- [Exercise tasks]
A) In the article below on the 2022 U.S. House elections in Massachusetts, list every source that rated District 1 "Safe D."
B) Print the part of the article below on the 2022 U.S. House elections in Massachusetts that lies between "2022 Massachusetts's 1st" and "vote in 2020.", inclusive.

- [Text provided]
###

2022 United States House of Representatives elections in Massachusetts

All 9 Massachusetts seats to the United States House of Representatives
|  | Majority party | Minority party |
| Party | Democratic | Republican |
| Last election | 9 | 0 |
| Seats won | 9 | 0 |
| Seat change | Steady | Steady |
| Popular vote | 1,636,400 | 706,790 |
| Percentage | 69.40% | 29.97% |
| Swing | −5.23% | +8.96% |
| Democratic 50–60% 60–70% 70–80% 80–90% 90–100% | Republican 50–60% | Tie 50% |

= 2022 United States House of Representatives elections in Massachusetts =

The 2022 United States House of Representatives elections in Massachusetts were held on November 8, 2022, to elect the nine U.S. representatives from the state of Massachusetts, one from each of the state's nine congressional districts. The elections coincided with other elections to the House of Representatives, elections to the United States Senate and various state and local elections. Two Republican primaries (in the 8th and 9th districts) were held on September 6. No other candidate faced a competitive primary. Massachusetts is the most populous state in which only a single party won seats in 2022.

==District 1==

The 1st district is based in the western and central parts of the state, and includes the city of Springfield. The incumbent was Democrat Richard Neal, who was reelected with 96.5% of the vote in 2020 without major-party opposition.

===Democratic primary===
====Nominee====
- Richard Neal, incumbent U.S. Representative

====Results====

Democratic primary results
| Party |  | Candidate | Votes | % |
|---|---|---|---|---|
|  | Democratic | Richard Neal (incumbent) | 71,928 | 99.2 |
|  | Write-in |  | 606 | 0.8 |
| Total votes |  |  | 72,534 | 100.0 |

===Republican primary===
====Nominee====
- Dean Martilli, business consultant and former chief of staff to Patrick Kennedy

====Results====

Republican primary results
| Party |  | Candidate | Votes | % |
|---|---|---|---|---|
|  | Republican | Dean Martilli | 23,256 | 99.2 |
|  | Write-in |  | 194 | 0.8 |
| Total votes |  |  | 23,450 | 100.0 |

=== General election ===
==== Predictions ====

| Source | Ranking | As of |
|---|---|---|
| The Cook Political Report | Solid D | November 23, 2021 |
| Inside Elections | Solid D | April 14, 2022 |
| Sabato's Crystal Ball | Safe D | December 2, 2021 |
| Politico | Solid D | April 5, 2022 |
| RCP | Safe D | June 9, 2022 |
| Fox News | Solid D | July 11, 2022 |
| DDHQ | Solid D | July 20, 2022 |
| 538 | Solid D | June 30, 2022 |
| The Economist | Safe D | September 28, 2022 |

====Results====

2022 Massachusetts's 1st congressional district election
| Party |  | Candidate | Votes | % |
|---|---|---|---|---|
|  | Democratic | Richard Neal (incumbent) | 157,635 | 61.5 |
|  | Republican | Dean Martilli | 98,386 | 38.4 |
|  | Write-in |  | 378 | 0.1 |
| Total votes |  |  | 256,399 | 100.0 |
|  | Democratic hold |  |  |  |

==District 2==

The 2nd congressional district is in central Massachusetts and includes Worcester. The incumbent was Democrat Jim McGovern, who was reelected with 65.3% of the vote in 2020.

###

- [Given information]

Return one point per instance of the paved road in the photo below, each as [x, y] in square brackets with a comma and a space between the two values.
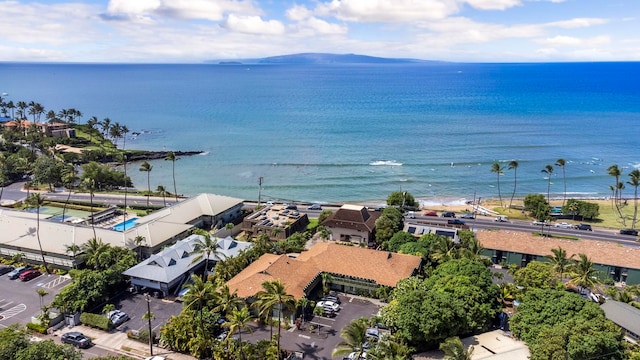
[14, 192]
[485, 222]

###

- [Answers for this exercise]
A) Sabato's Crystal Ball, RCP, The Economist

B)
2022 Massachusetts's 1st congressional district election
| Party |  | Candidate | Votes | % |
|---|---|---|---|---|
|  | Democratic | Richard Neal (incumbent) | 157,635 | 61.5 |
|  | Republican | Dean Martilli | 98,386 | 38.4 |
|  | Write-in |  | 378 | 0.1 |
| Total votes |  |  | 256,399 | 100.0 |
|  | Democratic hold |  |  |  |

==District 2==

The 2nd congressional district is in central Massachusetts and includes Worcester. The incumbent was Democrat Jim McGovern, who was reelected with 65.3% of the vote in 2020.